Posted on 09/23/2002 7:18:00 PM PDT by billybudd
Conservatives who support "regime change" in Iraq might reflect that the forthcoming war for Baghdad is likely to change the government here in the U.S. as well. Indeed, a close look at a new document published on Friday by the White House, "The National Security Strategy of the United States," shows that the despairing wisdom of the early- 20th-century American anti-war radical Randolph Bourne - "war is the health of the state" - has been proven yet again.
Put simply, President Bush, once a small-government governor with a unilateralist bent, is morphing into a big-government presidential multilateralist. Maybe that was a necessary transformation, in the wake of 9/11, but that was Bourne's point: the words "national security" usually kibosh principles about the size and scope of government. Which explains why Uncle Sam always seems to get beefier - and greener - year after year, no matter who's in the White House.

GIVEN ENTRIES:
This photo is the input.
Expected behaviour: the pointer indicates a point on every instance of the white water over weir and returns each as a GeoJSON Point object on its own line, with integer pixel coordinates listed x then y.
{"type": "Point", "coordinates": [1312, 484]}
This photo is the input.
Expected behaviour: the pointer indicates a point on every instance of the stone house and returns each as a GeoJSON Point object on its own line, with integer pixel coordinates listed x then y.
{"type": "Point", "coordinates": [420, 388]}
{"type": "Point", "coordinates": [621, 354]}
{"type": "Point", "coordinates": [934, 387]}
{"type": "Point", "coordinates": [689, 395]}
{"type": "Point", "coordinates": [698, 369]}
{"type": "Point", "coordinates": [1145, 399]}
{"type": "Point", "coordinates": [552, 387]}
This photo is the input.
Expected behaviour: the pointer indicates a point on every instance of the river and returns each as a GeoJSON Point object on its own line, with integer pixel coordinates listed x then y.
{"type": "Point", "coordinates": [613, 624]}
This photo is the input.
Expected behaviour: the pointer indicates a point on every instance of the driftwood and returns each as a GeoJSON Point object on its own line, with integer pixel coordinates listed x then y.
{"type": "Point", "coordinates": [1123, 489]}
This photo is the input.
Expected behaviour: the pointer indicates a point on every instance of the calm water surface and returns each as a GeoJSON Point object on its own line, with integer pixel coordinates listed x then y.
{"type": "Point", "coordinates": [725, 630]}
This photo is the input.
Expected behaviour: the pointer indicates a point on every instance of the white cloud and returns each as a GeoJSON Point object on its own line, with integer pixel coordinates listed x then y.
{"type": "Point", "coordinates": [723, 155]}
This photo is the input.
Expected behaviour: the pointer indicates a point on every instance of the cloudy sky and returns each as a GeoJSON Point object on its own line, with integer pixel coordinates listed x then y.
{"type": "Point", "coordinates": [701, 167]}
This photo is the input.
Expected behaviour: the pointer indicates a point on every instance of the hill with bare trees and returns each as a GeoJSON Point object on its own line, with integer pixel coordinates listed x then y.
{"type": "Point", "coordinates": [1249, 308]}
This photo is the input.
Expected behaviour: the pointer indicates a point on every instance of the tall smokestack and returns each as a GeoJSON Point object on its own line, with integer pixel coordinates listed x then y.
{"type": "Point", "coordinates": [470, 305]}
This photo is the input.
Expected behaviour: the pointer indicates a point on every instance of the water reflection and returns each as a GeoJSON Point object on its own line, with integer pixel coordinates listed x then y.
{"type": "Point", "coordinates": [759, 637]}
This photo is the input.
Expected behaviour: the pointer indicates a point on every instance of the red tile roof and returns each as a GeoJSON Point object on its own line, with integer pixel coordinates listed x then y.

PROBLEM 1:
In the commentary on the National Security Strategy, rewrite the passage from "Put simply, President" up to and including "the White House.", replacing "Uncle Sam" with "Washington".
PROBLEM 2:
List every phrase that appears inside quotation marks in the commentary on the National Security Strategy.
PROBLEM 3:
Pick up the commentary on the National Security Strategy after its last sentence and keep writing.
The entries have no role here.

RESULT 1:
Put simply, President Bush, once a small-government governor with a unilateralist bent, is morphing into a big-government presidential multilateralist. Maybe that was a necessary transformation, in the wake of 9/11, but that was Bourne's point: the words "national security" usually kibosh principles about the size and scope of government. Which explains why Washington always seems to get beefier - and greener - year after year, no matter who's in the White House.

RESULT 2:
- "regime change"
- "The National Security Strategy of the United States"
- "war is the health of the state"
- "national security"

RESULT 3:
Media headlines focused mostly on the military aspects of the new Bush policy. "Bush to Outline Doctrine of Striking Foes First," read The New York Times, which printed a leaked copy on Friday morning. Later in the day, Reuters headlined, "Bush Outlines Strategy of Preemptive Strikes." CNN described it, simply, as "First Strike Doctrine." Needless to say, many Americans will support the Bush strategy of anti-terror pre-emption, first outlined in a June 1 presidential speech at West Point, which has now been elaborated and turned into a formal politico-military doctrine.
In this paper, the Bush Administration has demonstrated a rushing ambition to occupy new beachheads of respectability and legitimacy. It's an ambition that threatens to spill over traditional policy categories, carrying unfamiliar ideas about everything from foreign aid to global warming. In choosing to define just about every problem the world faces as a potential national security threat, it is unwittingly inviting back the era of big, bigger, biggest government. As so often happens in Washington, once a committee sits down to draft a document, every agency eventually wangles its way into the drafting room, and thus every square inch of bureaucratic "turf" gets some treatment - and the prospect of more funding as fertilizer - in the final text.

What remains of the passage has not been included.